(Region pointing data)
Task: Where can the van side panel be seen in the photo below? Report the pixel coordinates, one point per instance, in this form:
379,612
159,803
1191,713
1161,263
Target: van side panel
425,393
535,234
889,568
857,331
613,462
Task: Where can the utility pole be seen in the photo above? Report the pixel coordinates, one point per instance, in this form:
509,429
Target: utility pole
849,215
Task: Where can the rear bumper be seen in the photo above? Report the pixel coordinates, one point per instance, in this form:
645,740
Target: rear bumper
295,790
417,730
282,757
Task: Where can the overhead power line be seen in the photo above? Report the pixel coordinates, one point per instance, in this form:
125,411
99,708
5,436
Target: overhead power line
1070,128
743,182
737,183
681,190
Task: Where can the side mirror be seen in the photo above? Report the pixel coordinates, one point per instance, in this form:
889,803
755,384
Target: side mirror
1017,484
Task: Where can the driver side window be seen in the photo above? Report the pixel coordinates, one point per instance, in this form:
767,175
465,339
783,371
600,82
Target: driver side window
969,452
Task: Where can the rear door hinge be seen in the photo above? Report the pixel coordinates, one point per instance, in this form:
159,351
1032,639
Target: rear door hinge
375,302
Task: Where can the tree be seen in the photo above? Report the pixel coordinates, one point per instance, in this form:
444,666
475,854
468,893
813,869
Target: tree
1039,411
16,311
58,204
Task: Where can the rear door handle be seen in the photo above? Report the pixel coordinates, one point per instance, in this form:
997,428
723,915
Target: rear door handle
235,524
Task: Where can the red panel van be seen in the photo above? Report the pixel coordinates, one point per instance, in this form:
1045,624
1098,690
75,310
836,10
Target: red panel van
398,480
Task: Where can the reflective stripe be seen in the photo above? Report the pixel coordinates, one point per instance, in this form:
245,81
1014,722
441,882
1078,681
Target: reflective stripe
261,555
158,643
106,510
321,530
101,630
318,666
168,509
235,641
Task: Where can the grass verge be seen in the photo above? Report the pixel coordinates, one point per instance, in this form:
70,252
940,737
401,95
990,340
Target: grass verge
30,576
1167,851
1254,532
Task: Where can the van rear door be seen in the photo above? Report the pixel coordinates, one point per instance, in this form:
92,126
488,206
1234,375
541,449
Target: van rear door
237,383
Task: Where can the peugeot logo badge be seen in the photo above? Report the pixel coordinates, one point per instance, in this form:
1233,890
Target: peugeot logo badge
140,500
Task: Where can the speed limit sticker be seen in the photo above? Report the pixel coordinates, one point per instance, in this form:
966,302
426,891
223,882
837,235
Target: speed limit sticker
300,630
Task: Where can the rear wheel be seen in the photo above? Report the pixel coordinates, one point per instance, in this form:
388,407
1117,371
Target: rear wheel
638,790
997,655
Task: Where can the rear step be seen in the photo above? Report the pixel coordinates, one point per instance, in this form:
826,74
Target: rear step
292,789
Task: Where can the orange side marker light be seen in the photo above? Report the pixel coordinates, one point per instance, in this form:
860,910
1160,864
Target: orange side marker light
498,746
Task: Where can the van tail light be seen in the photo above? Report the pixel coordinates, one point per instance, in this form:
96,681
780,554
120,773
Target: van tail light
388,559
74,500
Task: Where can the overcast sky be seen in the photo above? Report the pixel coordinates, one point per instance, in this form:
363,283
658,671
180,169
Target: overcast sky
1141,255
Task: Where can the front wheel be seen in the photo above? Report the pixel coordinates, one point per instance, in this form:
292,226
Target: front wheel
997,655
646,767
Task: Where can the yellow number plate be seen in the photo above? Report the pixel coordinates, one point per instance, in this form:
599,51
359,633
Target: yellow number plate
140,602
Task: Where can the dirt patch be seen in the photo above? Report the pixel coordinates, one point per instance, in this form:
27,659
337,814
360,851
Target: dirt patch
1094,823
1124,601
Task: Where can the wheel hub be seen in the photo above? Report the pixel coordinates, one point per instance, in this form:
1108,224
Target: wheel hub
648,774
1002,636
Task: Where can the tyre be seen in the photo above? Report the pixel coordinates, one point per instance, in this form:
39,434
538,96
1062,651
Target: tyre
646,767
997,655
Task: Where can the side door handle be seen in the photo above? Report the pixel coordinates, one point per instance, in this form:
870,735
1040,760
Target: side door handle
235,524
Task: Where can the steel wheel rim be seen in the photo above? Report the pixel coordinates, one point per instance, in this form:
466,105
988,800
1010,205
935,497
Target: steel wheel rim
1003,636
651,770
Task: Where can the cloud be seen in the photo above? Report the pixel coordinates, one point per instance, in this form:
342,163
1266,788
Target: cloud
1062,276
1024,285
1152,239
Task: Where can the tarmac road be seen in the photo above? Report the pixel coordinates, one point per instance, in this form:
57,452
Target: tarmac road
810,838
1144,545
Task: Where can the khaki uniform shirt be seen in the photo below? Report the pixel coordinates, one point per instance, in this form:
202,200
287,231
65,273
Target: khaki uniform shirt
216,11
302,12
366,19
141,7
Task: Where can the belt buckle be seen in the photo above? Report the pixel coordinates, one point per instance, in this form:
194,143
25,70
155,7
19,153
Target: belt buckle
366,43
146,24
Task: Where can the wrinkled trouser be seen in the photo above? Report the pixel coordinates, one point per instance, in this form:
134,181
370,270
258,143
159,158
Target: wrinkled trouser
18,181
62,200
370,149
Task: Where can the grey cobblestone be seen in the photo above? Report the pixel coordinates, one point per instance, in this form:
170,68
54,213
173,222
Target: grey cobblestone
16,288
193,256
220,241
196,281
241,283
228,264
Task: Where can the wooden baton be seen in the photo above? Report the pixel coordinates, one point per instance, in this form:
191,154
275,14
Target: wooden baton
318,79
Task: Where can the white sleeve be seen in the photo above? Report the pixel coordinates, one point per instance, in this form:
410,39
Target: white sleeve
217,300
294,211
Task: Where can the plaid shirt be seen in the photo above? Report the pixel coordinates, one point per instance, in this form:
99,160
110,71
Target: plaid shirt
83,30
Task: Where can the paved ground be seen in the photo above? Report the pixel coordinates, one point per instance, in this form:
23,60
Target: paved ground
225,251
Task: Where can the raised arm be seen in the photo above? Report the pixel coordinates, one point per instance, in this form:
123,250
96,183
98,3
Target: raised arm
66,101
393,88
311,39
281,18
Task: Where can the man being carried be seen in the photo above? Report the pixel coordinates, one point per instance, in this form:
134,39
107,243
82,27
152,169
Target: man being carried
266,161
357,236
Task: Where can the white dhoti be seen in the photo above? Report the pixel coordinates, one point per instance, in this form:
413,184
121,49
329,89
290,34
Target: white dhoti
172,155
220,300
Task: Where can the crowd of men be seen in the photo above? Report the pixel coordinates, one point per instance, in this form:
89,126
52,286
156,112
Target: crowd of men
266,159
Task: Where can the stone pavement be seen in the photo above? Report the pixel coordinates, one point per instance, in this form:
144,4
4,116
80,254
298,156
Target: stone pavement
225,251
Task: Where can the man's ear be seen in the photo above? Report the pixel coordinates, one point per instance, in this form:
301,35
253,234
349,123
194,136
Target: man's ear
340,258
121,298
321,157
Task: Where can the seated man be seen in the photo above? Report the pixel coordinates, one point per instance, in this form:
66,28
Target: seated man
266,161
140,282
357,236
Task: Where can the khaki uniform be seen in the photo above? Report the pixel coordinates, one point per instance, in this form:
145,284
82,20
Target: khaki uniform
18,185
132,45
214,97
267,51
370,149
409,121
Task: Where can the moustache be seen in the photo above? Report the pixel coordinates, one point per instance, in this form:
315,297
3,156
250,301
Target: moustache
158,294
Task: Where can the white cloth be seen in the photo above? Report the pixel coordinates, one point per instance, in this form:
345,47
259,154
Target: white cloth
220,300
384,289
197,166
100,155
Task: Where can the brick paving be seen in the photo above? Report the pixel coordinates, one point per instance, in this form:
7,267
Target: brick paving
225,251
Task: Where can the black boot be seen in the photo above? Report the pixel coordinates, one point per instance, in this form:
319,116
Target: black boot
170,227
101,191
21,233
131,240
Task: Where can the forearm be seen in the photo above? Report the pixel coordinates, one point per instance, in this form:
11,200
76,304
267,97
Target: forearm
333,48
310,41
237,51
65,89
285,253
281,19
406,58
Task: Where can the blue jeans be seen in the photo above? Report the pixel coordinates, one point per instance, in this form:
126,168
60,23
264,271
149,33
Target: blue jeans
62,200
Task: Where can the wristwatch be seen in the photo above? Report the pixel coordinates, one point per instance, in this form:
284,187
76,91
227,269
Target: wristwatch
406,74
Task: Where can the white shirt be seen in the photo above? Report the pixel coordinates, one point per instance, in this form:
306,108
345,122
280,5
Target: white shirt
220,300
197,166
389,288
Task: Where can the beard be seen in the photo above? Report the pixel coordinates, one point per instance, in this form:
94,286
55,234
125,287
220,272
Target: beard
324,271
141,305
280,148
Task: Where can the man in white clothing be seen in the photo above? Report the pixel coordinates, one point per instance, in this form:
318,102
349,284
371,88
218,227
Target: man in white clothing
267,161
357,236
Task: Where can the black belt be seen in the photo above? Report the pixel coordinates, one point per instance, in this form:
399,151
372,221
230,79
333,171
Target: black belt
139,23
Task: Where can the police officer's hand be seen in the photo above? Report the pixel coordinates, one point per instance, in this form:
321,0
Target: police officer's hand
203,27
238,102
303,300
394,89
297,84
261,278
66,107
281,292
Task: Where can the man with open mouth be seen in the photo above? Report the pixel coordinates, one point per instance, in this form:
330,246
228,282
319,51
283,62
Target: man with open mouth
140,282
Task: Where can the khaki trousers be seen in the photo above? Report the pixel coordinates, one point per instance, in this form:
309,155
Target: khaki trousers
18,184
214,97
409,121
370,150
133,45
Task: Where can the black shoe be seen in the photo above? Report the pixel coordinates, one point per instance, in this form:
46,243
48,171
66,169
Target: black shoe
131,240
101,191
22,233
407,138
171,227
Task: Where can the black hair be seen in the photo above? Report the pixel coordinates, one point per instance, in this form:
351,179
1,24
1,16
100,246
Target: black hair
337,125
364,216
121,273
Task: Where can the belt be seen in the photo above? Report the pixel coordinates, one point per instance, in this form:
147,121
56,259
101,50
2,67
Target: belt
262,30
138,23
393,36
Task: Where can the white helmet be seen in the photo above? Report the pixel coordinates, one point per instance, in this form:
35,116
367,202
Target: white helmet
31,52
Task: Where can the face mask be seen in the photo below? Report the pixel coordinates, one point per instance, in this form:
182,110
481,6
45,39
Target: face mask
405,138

Exercise description:
Write out every line from the data above that includes "below".

Solution for this exercise:
Task: Where can the van side panel be seen in the photo below? Report the pixel coordinates, one point per instance, in this form:
Task: Where can the khaki uniform shirt be seen in the photo below? Report the pixel coordinates, one point per instance, in this form:
Task: Where can the face mask be seen in the photo below? Report the pixel coordinates, one point per instance, in this form:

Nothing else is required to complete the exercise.